───── Information shown ─────

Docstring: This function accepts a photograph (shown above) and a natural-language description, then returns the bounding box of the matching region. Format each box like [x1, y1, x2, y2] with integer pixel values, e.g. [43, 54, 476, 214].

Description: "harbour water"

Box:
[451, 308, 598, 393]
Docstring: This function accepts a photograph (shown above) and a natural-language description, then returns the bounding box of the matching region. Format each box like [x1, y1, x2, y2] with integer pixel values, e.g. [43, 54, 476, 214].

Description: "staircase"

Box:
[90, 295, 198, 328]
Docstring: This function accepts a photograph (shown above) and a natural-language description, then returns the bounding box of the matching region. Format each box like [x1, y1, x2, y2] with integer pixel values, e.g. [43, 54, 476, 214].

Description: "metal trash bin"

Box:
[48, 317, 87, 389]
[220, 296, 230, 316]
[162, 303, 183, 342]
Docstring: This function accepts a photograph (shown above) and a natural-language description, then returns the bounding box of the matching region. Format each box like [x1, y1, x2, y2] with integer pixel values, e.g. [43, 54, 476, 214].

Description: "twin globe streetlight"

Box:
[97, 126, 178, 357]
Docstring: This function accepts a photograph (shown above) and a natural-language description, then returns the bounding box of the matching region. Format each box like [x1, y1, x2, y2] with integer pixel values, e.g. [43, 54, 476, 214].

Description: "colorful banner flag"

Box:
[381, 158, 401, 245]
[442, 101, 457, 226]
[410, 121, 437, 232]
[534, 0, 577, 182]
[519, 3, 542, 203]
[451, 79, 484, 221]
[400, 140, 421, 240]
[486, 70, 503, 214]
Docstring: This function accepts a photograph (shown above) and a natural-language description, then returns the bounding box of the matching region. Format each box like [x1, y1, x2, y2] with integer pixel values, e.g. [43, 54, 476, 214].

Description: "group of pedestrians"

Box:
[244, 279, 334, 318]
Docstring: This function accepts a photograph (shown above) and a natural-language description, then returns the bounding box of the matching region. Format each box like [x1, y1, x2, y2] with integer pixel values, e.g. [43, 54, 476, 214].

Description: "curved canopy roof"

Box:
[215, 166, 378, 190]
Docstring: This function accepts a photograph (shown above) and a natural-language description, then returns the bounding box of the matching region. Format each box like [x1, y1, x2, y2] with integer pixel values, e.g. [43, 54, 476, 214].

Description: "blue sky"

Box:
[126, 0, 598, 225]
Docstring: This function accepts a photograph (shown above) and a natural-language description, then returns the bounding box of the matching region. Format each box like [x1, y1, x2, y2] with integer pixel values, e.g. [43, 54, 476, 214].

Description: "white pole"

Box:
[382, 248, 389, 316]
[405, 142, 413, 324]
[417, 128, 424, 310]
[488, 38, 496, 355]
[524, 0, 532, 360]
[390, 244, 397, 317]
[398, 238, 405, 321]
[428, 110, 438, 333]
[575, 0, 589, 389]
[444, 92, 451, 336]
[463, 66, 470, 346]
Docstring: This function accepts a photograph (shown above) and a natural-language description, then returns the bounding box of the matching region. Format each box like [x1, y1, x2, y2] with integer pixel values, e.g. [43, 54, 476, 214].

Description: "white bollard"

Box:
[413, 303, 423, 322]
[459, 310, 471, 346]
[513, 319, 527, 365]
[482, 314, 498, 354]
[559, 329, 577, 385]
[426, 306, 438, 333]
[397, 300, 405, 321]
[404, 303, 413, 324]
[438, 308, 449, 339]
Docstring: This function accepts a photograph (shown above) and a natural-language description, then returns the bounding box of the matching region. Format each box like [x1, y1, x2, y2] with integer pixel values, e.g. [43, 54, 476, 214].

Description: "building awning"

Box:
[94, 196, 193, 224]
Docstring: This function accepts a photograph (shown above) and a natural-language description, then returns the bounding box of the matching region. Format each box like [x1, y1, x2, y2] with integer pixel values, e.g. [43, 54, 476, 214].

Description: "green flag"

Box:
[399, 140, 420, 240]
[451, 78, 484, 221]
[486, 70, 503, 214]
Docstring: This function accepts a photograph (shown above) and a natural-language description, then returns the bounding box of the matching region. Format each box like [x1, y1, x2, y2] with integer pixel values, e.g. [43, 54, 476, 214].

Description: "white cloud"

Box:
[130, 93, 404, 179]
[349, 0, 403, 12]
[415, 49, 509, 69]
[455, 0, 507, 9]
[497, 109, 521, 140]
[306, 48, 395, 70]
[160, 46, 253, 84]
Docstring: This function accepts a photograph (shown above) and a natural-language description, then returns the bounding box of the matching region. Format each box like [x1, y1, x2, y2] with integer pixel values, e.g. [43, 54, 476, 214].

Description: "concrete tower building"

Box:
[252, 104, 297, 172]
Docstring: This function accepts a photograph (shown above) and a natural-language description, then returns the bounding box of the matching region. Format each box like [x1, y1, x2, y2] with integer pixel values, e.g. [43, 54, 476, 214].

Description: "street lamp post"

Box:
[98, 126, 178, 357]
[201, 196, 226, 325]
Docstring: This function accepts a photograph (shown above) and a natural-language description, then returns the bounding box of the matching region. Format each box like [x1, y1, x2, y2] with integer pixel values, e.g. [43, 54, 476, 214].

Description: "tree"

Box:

─────

- Your goal
Convert all of the material above into a JSON list of strings, one string per line, leaving out the blank lines.

- Exercise response
[
  "Docstring: This function accepts a photograph (shown above) and a natural-language description, then returns the bounding box of the matching region. Format each box like [x1, y1, x2, y2] with integer pixel values, e.g. [43, 54, 476, 214].",
  "Description: \"harbour water\"",
  "Box:",
  "[451, 308, 598, 393]",
  "Docstring: This function accepts a photograph (shown above) and a natural-language description, then returns the bounding box of the matching region. Format each box like [x1, y1, x2, y2] with integer pixel values, e.g. [43, 54, 476, 214].",
  "Description: \"staircase\"",
  "Box:",
  "[90, 295, 198, 328]",
  "Docstring: This function accepts a photograph (shown above) and a natural-language description, then returns the bounding box of the matching region. Format each box like [x1, y1, x2, y2] with integer pixel values, e.g. [43, 54, 476, 214].",
  "Description: \"metal trash bin\"",
  "Box:",
  "[48, 317, 87, 389]",
  "[220, 296, 230, 316]",
  "[162, 303, 183, 342]",
  "Docstring: This function accepts a photograph (shown above) and a natural-language description, then returns the bounding box of the matching region. Format each box like [x1, y1, x2, y2] with integer pixel values, e.g. [43, 54, 476, 214].",
  "Description: \"twin globe streetlight\"",
  "Box:",
  "[97, 126, 178, 357]",
  "Docstring: This function accepts a photograph (shown above) and a natural-language description, then returns the bounding box of the matching region. Format each box like [x1, y1, x2, y2] with integer pixel values, e.g. [43, 54, 476, 214].",
  "Description: \"colorful banner flag\"",
  "Box:",
  "[381, 158, 401, 245]",
  "[442, 101, 457, 226]",
  "[410, 121, 437, 232]",
  "[534, 0, 577, 182]",
  "[519, 3, 542, 203]",
  "[451, 79, 484, 221]",
  "[400, 140, 421, 240]",
  "[486, 70, 503, 214]",
  "Docstring: This function accepts a photograph (shown above) and a natural-language description, then returns the bounding box of the matching region. Format each box like [x1, y1, x2, y2] with integer pixel values, e.g. [43, 54, 476, 214].",
  "Description: \"group of pedestrians\"",
  "Box:",
  "[244, 279, 334, 318]",
  "Docstring: This function accepts a photograph (shown above) and a natural-language description, then returns the bounding box of the matching region. Format each box like [x1, y1, x2, y2] with integer pixel values, e.g. [43, 54, 476, 214].",
  "Description: \"curved canopy roof\"",
  "Box:",
  "[215, 166, 378, 190]",
  "Docstring: This function accepts a photograph (shown above) and a natural-language description, then returns the bounding box of the matching region. Format each box like [x1, y1, x2, y2] with integer pixel values, e.g. [43, 54, 476, 214].",
  "Description: \"blue sky\"",
  "Box:",
  "[126, 0, 598, 225]",
  "Docstring: This function accepts a photograph (shown above) and a natural-language description, then returns the bounding box of the matching region. Format each box like [x1, y1, x2, y2] with integer pixel values, e.g. [43, 54, 476, 214].",
  "Description: \"white pole\"",
  "Box:",
  "[382, 248, 389, 316]",
  "[405, 142, 413, 324]",
  "[417, 128, 424, 310]",
  "[488, 38, 496, 355]",
  "[524, 0, 532, 360]",
  "[390, 244, 397, 317]",
  "[398, 238, 405, 321]",
  "[428, 110, 438, 333]",
  "[575, 0, 589, 389]",
  "[444, 92, 451, 336]",
  "[463, 66, 470, 346]",
  "Docstring: This function accepts a photograph (shown above) and a natural-language description, then returns the bounding box of the matching region. Format each box like [x1, y1, x2, y2] with integer pixel values, e.g. [43, 54, 476, 214].",
  "Description: \"white bollard\"",
  "Box:",
  "[413, 303, 423, 322]",
  "[459, 310, 471, 346]",
  "[513, 319, 527, 365]",
  "[482, 314, 498, 354]",
  "[559, 329, 577, 385]",
  "[426, 306, 438, 333]",
  "[397, 300, 405, 321]",
  "[404, 303, 413, 324]",
  "[438, 308, 449, 339]",
  "Docstring: This function accepts a photograph (shown above) and a natural-language description, then returns the bounding box of the matching region. Format each box like [x1, y1, x2, y2] with integer pixel values, e.g. [43, 54, 476, 214].",
  "Description: \"building awning\"",
  "Box:",
  "[94, 196, 193, 224]",
  "Docstring: This function accepts a photograph (shown above) and a natural-language description, then returns the bounding box of the matching region. Format each box like [x1, y1, x2, y2] with integer pixel values, e.g. [43, 54, 476, 214].",
  "Description: \"green flag\"",
  "Box:",
  "[399, 140, 420, 240]",
  "[451, 78, 484, 221]",
  "[486, 70, 503, 214]",
  "Docstring: This function accepts a photograph (shown above) and a natural-language description, then returns the bounding box of the matching region. Format each box like [x1, y1, x2, y2] with integer pixel values, e.g. [43, 54, 476, 214].",
  "Description: \"white cloud\"",
  "Box:",
  "[130, 93, 404, 179]",
  "[349, 0, 403, 12]",
  "[415, 49, 509, 69]",
  "[455, 0, 507, 9]",
  "[497, 109, 521, 140]",
  "[306, 48, 395, 70]",
  "[160, 46, 253, 84]",
  "Docstring: This function accepts a photograph (shown above) and a natural-language description, then returns the bounding box of the matching region. Format each box like [x1, y1, x2, y2] with integer pixel values, e.g. [43, 54, 476, 214].",
  "Description: \"concrete tower building\"",
  "Box:",
  "[252, 104, 297, 172]",
  "Docstring: This function accepts a photograph (shown above) and a natural-language description, then returns the bounding box of the matching region. Format each box like [x1, y1, x2, y2] with integer pixel values, e.g. [43, 54, 476, 214].",
  "Description: \"street lamp post\"",
  "Box:",
  "[98, 126, 178, 357]",
  "[201, 196, 226, 325]",
  "Docstring: This function accepts a photograph (shown above) and a natural-language description, then returns the bounding box of the matching region. Format each box like [x1, y1, x2, y2] with integer pixel values, e.g. [43, 54, 476, 214].",
  "Description: \"tree\"",
  "Box:"
]